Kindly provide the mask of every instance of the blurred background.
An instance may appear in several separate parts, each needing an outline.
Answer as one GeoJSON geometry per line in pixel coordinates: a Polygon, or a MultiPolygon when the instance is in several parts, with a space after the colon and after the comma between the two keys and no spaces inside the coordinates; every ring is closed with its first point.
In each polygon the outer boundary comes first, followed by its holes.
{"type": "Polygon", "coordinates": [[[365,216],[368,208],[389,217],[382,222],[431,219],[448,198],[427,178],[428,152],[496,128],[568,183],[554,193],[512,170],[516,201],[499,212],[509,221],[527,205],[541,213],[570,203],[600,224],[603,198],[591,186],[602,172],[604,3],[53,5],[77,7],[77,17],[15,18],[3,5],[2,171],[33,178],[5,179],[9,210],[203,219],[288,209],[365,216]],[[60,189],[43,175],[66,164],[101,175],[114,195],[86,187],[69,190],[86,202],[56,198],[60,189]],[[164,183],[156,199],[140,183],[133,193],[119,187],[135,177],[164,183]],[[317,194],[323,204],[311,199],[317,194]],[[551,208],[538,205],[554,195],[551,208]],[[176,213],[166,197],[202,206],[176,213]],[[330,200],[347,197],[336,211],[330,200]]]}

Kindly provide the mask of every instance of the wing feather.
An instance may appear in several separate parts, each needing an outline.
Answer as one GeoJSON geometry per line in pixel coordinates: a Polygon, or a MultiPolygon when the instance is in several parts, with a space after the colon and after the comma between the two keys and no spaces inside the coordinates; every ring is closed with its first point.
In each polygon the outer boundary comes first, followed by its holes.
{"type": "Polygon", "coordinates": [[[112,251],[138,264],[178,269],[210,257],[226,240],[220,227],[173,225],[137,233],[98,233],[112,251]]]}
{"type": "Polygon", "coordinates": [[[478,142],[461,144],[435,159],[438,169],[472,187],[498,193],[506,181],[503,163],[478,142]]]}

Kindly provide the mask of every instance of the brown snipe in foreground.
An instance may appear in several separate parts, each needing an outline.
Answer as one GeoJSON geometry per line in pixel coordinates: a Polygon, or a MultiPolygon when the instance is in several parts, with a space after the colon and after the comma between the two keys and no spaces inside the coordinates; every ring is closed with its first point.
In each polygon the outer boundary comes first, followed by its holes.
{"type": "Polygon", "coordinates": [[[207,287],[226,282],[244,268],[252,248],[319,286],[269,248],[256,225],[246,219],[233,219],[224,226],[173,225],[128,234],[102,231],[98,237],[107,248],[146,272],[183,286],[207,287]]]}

Task brief.
Retype all of the lines above without any changes.

Answer to this task.
Kindly provide the mask of every instance of the blurred background.
An instance may appear in several separate parts, each needing an outline.
Answer as one GeoJSON geometry per line in pixel coordinates: a Polygon, or a MultiPolygon when the instance is in several parts, with a space after the colon and after the comma between the two keys and no spaces inside the coordinates; every ring is closed with its first point.
In each polygon the outer boundary comes first, followed by its holes.
{"type": "Polygon", "coordinates": [[[365,216],[368,208],[389,217],[382,222],[431,219],[448,198],[427,178],[428,152],[496,128],[568,183],[554,193],[512,170],[516,201],[499,212],[509,221],[527,205],[541,213],[570,203],[600,224],[603,198],[591,186],[602,172],[604,3],[53,5],[77,7],[77,17],[15,18],[3,5],[2,171],[33,178],[5,179],[9,210],[203,219],[288,209],[365,216]],[[60,189],[43,175],[66,164],[101,175],[114,195],[86,187],[69,190],[86,202],[56,198],[60,189]],[[164,183],[156,199],[140,183],[133,193],[119,187],[135,177],[164,183]],[[317,194],[323,204],[311,199],[317,194]],[[551,208],[538,205],[554,195],[551,208]],[[176,213],[166,197],[202,206],[176,213]],[[330,200],[347,197],[336,211],[330,200]]]}

Kindly provide the mask of every instance of the wing feather.
An instance may appear in several separate parts, each needing an outline.
Answer as one GeoJSON geometry per line in pixel coordinates: a Polygon, or a MultiPolygon when the instance is in several parts, with a space after the colon and after the comma between the two keys and no spaces inside the coordinates; every ring is closed with its first point.
In each polygon the outer boundary comes first, followed by its holes.
{"type": "Polygon", "coordinates": [[[112,251],[138,264],[178,269],[210,257],[226,240],[220,227],[173,225],[137,233],[98,233],[112,251]]]}
{"type": "Polygon", "coordinates": [[[478,142],[461,144],[435,159],[438,169],[472,187],[498,193],[506,181],[503,163],[478,142]]]}

Kindly provide the mask of every instance of the brown snipe in foreground.
An instance may appear in several separate parts, each needing an outline.
Answer as one GeoJSON geometry per line in pixel coordinates: a Polygon, or a MultiPolygon when the instance is in several parts, with a space after the colon and after the comma between the two keys and no spaces inside the coordinates; every ring is closed with its first point.
In each polygon the outer boundary comes first, followed by its holes.
{"type": "Polygon", "coordinates": [[[207,287],[226,282],[244,268],[252,248],[319,286],[269,248],[256,225],[246,219],[233,219],[224,226],[173,225],[128,234],[102,231],[98,237],[107,248],[146,272],[183,286],[207,287]]]}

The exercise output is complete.